Josh Adams (born 1987) is an American comic book and commercial artist best known for his work on House of Mystery for DC Comics, as well as design work for shows on the Syfy Channel. Josh Adams is also the youngest of comic book veteran Neal Adams's three sons. Adams' two older brothers, Jason and Joel, are also artists who work in commercial sculpture and comic book illustration, respectively.

Career
Adams graduated from the School of Visual Arts with a BFA in cartooning in 2009.

Adams performed "full pencil assists" DC/Vertigo's House of Mystery #13. In addition, he worked for his father's production studio Continuity Studios on Marvel Comics' Astonishing X-Men: Motion Comic. Adams penciled a cover pinup of Batman in 2009, and included in issue No. 1 of the 2010 miniseries Batman: Odyssey, written and illustrated by his father.

==================================================

Requirement = Using the biography of Josh Adams, explain in one to three sentences how the Batman cover pinup he penciled in 2009 is tied to his father's work.

Stored entries
==================================================

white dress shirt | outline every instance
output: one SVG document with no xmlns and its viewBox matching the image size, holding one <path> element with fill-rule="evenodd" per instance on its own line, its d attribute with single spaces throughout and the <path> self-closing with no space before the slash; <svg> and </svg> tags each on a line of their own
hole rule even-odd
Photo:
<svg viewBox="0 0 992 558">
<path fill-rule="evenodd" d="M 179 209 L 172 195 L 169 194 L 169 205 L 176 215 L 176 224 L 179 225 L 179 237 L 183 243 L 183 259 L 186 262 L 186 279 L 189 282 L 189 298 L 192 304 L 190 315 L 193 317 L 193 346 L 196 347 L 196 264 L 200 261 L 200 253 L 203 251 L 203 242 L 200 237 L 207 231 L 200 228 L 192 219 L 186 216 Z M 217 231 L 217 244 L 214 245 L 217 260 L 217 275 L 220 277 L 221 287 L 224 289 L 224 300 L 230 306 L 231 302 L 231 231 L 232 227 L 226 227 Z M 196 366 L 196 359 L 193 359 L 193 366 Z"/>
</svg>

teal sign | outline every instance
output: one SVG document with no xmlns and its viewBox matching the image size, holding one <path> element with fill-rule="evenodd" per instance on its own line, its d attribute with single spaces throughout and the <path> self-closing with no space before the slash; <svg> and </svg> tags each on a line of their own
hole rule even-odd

==================================================

Problem solution = The pinup appeared in issue No. 1 of the 2010 miniseries Batman: Odyssey. That miniseries was written and illustrated by his father, comic book veteran Neal Adams.